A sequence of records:
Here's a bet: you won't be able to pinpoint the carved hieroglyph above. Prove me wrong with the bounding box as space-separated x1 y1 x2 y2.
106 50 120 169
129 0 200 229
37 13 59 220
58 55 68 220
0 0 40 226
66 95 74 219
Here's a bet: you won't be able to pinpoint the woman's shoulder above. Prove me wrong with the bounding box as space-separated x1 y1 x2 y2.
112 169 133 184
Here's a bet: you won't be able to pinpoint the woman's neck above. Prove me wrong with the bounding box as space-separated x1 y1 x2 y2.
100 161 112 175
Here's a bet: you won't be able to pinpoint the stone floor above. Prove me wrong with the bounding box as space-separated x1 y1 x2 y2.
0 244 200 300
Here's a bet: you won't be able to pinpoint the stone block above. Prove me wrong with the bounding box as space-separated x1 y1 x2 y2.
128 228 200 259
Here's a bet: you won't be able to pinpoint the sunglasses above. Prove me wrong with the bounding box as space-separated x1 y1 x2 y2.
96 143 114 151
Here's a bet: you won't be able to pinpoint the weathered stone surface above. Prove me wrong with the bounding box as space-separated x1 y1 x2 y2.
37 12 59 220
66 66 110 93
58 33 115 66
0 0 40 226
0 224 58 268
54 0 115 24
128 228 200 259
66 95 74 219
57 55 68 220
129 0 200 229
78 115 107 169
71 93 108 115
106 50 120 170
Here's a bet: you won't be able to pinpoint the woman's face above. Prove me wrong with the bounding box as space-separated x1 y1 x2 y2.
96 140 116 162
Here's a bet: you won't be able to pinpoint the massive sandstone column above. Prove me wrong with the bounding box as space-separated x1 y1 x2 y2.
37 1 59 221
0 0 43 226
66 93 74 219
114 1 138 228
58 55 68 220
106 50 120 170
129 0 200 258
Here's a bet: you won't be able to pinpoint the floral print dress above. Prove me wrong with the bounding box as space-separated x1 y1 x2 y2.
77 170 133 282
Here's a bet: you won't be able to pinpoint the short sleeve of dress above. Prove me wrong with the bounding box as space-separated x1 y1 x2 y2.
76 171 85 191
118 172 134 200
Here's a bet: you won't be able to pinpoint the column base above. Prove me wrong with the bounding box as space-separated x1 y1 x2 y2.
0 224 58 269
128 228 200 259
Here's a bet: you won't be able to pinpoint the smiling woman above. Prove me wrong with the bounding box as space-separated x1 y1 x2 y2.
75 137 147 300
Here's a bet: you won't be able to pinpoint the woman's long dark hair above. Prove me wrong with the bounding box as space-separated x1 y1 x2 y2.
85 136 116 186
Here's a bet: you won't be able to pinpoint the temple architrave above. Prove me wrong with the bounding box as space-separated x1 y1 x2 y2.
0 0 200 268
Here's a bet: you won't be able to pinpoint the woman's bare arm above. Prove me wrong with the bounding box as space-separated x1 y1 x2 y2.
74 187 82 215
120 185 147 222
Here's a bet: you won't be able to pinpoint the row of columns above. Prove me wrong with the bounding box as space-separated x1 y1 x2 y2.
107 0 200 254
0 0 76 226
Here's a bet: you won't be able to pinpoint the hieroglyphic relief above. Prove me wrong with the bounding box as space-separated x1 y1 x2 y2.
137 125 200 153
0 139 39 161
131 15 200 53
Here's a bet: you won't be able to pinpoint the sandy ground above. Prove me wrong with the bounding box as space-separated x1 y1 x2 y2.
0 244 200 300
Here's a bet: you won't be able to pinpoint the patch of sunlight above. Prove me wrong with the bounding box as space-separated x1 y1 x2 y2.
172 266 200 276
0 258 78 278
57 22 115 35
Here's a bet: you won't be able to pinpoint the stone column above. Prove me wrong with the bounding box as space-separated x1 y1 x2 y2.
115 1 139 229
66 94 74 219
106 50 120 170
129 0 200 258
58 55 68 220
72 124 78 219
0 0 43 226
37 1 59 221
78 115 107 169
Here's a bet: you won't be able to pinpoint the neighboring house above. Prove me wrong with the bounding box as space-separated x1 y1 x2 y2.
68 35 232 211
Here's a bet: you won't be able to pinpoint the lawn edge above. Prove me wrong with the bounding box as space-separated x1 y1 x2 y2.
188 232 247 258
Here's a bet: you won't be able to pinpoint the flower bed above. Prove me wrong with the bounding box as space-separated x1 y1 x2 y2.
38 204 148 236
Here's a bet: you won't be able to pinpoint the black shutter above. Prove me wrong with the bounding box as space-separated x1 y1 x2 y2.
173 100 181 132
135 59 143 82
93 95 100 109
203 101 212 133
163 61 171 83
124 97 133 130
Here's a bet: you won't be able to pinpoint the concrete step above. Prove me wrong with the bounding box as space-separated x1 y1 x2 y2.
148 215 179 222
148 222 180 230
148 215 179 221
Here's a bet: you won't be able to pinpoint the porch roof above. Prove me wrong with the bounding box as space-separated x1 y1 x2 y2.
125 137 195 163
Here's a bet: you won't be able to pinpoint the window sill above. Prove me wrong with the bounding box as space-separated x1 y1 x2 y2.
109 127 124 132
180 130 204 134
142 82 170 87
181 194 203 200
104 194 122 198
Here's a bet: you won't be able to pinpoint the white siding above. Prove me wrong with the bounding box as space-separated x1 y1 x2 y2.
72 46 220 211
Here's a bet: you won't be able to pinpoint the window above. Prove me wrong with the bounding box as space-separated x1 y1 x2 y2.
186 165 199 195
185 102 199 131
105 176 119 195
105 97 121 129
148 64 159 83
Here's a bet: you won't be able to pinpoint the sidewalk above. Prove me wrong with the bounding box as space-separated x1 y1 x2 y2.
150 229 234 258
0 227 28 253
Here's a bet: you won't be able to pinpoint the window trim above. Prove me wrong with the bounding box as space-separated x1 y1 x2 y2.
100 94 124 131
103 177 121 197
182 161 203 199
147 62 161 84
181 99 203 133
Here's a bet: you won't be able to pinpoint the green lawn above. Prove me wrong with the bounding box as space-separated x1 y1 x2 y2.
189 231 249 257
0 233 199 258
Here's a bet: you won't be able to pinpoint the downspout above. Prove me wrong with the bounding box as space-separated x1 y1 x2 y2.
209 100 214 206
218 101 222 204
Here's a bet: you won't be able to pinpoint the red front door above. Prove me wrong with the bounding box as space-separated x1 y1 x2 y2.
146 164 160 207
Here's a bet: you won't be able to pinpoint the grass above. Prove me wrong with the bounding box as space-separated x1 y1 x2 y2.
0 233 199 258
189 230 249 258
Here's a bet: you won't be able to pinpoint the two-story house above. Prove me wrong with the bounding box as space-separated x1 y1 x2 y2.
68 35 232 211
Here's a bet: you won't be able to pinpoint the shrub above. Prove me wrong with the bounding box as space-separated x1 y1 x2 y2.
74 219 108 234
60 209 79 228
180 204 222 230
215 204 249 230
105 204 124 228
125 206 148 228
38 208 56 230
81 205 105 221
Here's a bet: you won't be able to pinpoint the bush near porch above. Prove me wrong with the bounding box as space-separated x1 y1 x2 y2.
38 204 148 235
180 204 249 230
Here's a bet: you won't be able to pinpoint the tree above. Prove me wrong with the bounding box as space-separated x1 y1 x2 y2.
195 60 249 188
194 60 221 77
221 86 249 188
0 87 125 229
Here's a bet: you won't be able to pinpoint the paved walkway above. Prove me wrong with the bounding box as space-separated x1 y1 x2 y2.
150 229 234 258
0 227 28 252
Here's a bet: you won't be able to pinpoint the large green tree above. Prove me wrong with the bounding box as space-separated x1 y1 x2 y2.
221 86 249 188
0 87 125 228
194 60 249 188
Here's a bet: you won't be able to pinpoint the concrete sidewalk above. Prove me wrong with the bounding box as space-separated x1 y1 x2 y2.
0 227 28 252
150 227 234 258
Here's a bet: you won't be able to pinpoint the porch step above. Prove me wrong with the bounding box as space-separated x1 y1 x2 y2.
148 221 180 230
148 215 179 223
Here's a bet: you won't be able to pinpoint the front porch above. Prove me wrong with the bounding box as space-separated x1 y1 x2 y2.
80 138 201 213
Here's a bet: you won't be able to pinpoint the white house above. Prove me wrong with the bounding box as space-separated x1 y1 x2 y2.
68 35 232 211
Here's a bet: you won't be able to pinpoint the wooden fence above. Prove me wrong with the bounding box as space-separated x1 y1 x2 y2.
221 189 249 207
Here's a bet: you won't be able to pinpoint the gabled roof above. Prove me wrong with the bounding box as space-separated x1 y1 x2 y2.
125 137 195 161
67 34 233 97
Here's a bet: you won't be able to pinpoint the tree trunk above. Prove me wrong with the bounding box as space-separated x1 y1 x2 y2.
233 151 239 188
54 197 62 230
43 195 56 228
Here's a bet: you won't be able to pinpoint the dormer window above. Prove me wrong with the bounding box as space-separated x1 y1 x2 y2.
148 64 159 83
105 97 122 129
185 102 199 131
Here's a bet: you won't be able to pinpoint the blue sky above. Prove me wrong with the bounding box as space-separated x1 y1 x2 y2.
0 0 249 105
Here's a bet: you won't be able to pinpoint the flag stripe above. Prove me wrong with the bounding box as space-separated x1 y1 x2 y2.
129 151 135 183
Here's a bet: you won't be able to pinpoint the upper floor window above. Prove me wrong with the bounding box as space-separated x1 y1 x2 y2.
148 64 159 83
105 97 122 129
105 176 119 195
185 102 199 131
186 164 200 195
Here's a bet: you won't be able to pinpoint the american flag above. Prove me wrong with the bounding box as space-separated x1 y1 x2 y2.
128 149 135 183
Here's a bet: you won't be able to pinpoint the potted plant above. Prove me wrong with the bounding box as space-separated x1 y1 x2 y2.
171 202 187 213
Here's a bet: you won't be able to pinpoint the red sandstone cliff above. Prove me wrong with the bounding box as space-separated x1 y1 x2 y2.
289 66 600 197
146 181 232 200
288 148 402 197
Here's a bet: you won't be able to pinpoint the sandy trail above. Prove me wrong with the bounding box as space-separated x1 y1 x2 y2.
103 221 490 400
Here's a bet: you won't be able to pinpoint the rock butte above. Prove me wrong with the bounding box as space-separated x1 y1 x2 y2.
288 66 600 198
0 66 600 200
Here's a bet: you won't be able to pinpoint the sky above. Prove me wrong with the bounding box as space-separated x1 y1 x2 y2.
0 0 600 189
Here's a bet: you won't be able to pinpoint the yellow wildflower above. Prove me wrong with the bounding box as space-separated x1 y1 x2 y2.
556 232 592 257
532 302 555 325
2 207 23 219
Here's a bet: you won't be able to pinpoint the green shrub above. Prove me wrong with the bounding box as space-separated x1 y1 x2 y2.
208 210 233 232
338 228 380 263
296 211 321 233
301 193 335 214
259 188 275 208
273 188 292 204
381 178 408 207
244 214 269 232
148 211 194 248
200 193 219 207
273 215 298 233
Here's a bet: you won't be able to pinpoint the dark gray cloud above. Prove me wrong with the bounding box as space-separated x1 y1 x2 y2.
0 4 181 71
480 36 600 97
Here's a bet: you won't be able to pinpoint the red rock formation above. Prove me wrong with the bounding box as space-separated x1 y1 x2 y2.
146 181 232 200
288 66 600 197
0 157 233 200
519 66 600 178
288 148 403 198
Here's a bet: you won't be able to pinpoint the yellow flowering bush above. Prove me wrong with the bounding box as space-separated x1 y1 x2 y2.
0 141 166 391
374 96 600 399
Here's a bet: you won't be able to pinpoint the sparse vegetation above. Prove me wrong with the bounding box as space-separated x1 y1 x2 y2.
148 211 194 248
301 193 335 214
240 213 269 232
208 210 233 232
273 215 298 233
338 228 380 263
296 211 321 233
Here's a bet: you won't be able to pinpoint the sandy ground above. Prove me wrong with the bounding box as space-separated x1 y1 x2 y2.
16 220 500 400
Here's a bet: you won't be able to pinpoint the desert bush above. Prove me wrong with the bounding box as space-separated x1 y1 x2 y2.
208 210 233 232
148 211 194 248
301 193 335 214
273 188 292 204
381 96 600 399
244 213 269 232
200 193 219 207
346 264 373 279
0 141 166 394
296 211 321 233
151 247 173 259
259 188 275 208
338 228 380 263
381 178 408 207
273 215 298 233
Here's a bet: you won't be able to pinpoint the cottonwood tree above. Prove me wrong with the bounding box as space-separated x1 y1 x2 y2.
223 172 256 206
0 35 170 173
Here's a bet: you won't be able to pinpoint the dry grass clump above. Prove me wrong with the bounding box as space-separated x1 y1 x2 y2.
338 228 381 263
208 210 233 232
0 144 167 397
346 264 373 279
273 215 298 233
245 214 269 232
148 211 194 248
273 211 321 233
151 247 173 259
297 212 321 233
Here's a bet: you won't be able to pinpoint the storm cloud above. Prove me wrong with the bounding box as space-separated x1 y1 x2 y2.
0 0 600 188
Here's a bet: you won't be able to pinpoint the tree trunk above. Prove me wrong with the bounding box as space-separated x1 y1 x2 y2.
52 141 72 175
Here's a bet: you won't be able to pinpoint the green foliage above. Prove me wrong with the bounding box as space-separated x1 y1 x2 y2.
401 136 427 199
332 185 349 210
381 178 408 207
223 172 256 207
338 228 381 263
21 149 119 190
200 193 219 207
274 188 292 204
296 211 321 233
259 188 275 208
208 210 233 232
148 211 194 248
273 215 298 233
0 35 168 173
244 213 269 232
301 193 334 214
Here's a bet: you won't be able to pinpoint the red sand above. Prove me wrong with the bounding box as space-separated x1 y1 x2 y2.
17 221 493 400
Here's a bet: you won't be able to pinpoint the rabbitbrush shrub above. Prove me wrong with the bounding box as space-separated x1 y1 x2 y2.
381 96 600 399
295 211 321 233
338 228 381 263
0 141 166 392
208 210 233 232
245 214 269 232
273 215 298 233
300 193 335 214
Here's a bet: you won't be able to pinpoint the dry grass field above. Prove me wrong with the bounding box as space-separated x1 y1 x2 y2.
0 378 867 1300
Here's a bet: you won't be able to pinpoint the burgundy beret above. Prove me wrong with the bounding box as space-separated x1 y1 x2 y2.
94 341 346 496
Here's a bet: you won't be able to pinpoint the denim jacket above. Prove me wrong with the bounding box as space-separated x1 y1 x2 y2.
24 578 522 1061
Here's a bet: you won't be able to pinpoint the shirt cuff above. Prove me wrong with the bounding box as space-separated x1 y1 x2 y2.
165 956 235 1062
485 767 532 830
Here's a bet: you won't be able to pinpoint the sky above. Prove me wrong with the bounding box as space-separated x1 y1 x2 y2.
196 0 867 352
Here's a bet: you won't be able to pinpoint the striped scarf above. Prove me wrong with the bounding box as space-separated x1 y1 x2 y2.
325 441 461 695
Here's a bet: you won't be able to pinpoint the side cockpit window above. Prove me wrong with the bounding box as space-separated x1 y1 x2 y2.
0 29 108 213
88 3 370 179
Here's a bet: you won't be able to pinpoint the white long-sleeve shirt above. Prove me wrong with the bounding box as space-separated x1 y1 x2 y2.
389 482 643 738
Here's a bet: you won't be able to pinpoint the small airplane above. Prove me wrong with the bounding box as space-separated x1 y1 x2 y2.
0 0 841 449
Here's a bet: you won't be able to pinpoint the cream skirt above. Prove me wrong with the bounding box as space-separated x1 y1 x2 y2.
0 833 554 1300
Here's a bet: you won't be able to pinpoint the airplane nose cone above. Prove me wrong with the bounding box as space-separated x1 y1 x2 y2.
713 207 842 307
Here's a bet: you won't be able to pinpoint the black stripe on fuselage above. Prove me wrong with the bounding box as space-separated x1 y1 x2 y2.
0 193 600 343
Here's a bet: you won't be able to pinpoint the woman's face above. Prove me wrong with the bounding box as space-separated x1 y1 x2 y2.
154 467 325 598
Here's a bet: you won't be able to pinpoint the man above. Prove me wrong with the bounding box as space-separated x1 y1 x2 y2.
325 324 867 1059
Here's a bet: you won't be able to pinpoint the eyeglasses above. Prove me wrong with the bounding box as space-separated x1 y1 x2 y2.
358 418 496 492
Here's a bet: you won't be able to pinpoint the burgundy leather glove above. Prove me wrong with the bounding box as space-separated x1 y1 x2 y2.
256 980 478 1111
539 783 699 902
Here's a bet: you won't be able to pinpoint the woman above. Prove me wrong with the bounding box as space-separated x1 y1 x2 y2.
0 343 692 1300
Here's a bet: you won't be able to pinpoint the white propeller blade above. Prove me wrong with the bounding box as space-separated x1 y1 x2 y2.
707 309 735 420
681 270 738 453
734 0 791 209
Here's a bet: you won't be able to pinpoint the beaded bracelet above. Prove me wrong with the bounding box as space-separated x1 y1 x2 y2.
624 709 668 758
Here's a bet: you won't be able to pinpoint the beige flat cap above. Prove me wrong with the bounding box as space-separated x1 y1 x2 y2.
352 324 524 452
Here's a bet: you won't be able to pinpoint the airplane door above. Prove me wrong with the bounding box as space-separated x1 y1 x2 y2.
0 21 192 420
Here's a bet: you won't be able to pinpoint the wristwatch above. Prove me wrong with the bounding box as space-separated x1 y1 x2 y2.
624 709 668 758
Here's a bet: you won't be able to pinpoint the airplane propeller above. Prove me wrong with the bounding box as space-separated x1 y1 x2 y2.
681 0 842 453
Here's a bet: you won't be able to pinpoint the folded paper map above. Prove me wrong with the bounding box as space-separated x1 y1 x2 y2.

## Set problem
Reproduce the entries above, from the first line through the line containing "96 143 114 151" (both ends included), with every request unchanged. Offset each bounding-box coordinate in the answers by -86.

## Written response
Here's a bet: you won't be able to pinpoint the carved hieroglyph above. Prove me wrong with the bounding box as space-separated x1 y1 x2 y2.
20 -36 34 83
43 -86 114 143
-49 -73 -27 134
-28 -31 -18 134
-86 -86 -46 140
-20 9 -12 133
Here's a bet: you won't be able to pinpoint the woman's shoulder above. Prove me wrong with the bounding box as space-separated x1 y1 x2 y2.
26 83 47 98
Here's a bet: you won't be able to pinpoint the woman's neck above. Prove me wrong with the bounding box as space-separated x1 y1 x2 y2.
14 75 26 89
Here's a bet: you won't be able to pinpoint the stone floor above. Prove me wrong with the bounding box as space-separated x1 y1 x2 y2.
-86 158 114 214
Here's a bet: you won't be able to pinpoint the stone block above. Prove me wrong with the bounding box as space-separated x1 y1 x2 y2.
42 142 114 173
Here's a bet: you won't be able to pinpoint the sunglasses above. Prove me wrong with the bounding box as space-separated x1 y1 x2 y2.
10 57 28 65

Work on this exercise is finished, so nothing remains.